For a brief moment towards the end of the 1980s, it looked as if sociological interest in the reorganisation of the NHS would be rekindled in the light of the Griffiths general management reforms. Thompson (1987) followed Hunter's earlier article by focusing on coalitions and conflicts in the new structures. I managed to place a piece arguing that fundamental reshaping of the NHS was emerging and that the introduction of a new cadre from industry, if successful, would give an underpinning to this (Davies 1987). Apart from a brief moment a decade later when one issue of the journal carried two papers on the discourse employed by general managers (Hughes 1996, Traynor 1996), however, there were few signs that momentum was gathering.

Books from the researchers who had secured health policy research funding from the Social Science Research Council at the end of the 1970s began to appear in social administration, public administration and political science lists. In 1991, Phil Strong, in one of his characteristically vivid turns of phrase, opened a review of Harrison, Hunter and Pollitt (1990) for Sociology of Health and Illness with the sentence –‘(s)ome curate's eggs are still worth eating’. He complained, however, that there was no wonderment about strangeness, no comment on ‘how odd the world is’ and that sociologists got barely any mention (Strong 1991: 433). The review that immediately preceded this looked at things the other way round. A collection under the title ‘The Sociology of the NHS’ (Gabe, Calnan and Bury 1991), I reasoned, should surely help distinguish between sociology and health policy. Yet somehow it did not do so (Davies 1991). Mike Filby was more direct. ‘Engaging’, ‘cogent’, ‘illuminating’ and ‘pacey’ as was the work of Harrison and Pollitt (1994), he wanted more on the historical and patriarchal domination of the health professions. References to Foucault and a proper tracing of the concept of the ‘frontier of control’ back to its conceptual roots were on his wish list (Filby 1995).

It was not perhaps so much that Griffiths had ‘caught sociologists on the hop’ (Cox 1991) but rather that the health policy analysts grounded their work in a detailed grasp of the contemporary policy and organisational scene that sociologists never sought to match. Their eclectic journeys over the terrain of political science and sociology would always seem inadequate to the specialists. In the steady stream of health policy analysis emerging from the late 1980s onwards, only one major figure from the sociology of health and illness field emerged. Phil Strong whose precarious contract research career had taken him into a newly-established nursing policy unit, worked alongside Jane Robinson to examine the fate of nurses in the new structures. Their resulting book, with its detailed use of quotation and its sociological insights, provided a highly accessible and engaging account of organisational life in the NHS (Strong and Robinson 1990). The view from within this sub-discipline, however, was somewhat disparaging (Bloor 1996: 555) and the book only made it as far as the ‘shorter notices’ in the reviews section of the Journal5.

§ **TASKS TO COMPLETE**
A. In the passage on sociology and NHS reorganisation, who worked alongside Jane Robinson to examine the fate of nurses in the new structures?
B. Extend the passage on sociology and NHS reorganisation, picking up after its final sentence.

§ **GIVEN MATERIAL**
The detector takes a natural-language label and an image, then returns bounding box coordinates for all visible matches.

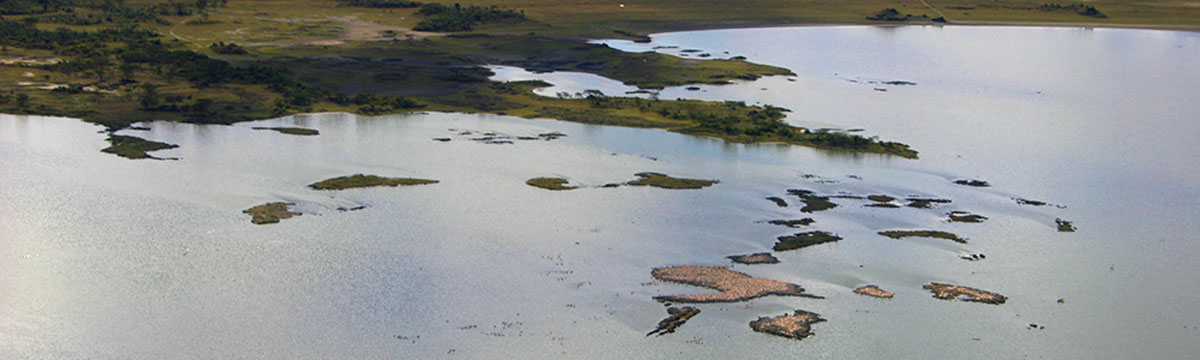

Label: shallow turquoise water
[0,26,1200,359]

§ **ANSWERS FOR EACH ITEM**
A. Phil Strong

B.
Others have reflected on this unhappy sociology/health policy join at greater length. David Hunter, invited to review what medical sociology had to offer to the organising and managing of health care, felt that the contribution was ‘in danger of not being made’ (Hunter 1990: 213). There was macro and micro work, but the intermediate level ‘where policy and organisational processes tend to be concentrated’ seemed not to be an altogether legitimate sociological concern. Joel Richman provided a sociological account of this neglect. First, government policy-makers, management scientists and others, he argued, deployed the ‘rationality of one-dimensional formal principles’ of organisational design. They remained at a distance from the day-to-day of hospitals, and started from the assumption that key concepts –‘health’, ‘care’ and ‘patient’, for example, – were simple and uncontested (Richman 1987: 138). Secondly, the patronage of doctors that gave access to the doctor/patient encounter did not easily translate into a move to a study of ‘the administration’. And thirdly, the hospital, unlike the capitalist business organisation, held no strategic significance for the left. UK studies of hospitals and of health care policy tended to be a matter of piecemeal borrowings from elsewhere.

What then was appearing in the Journal by the early 1990s to illuminate organisational aspects of health care? The negotiated order perspective continued to energise writers (Green and Armstrong 1993). It came to focus more, however, on boundary issues between professional groups than on broader organisational practices (see Hughes 1988, 1989, Svensson 1996 – and later Daykin and Clarke 2000, Stevens et al. 2000, Norris 2001; Allen 2000). Emotional labour, planted early on (Strauss et al. 1982), started to become a much clearer theme – sometimes with an organisational focus (James 1992), but more often not. Individual papers again illuminated the changing organisational and policy contexts of health work – a study of computerised patient data systems in renal care (Dent 1990), a paper on American health maintenance organisations (HMOs) for example (Budrys 1993) and a vivid account of hospice care (Lawton 1998). A yen for rather more on organisations and the organisational context of these practices found occasional expression. Margaret Reid (1989: 119), for example, reviewing what she felt was a ‘journalistic’ account of a London community care centre, argued that

we need this kind of valuable evidence – that the NHS can provide fertile ground for developing supportive health care and not at the expense of the patient.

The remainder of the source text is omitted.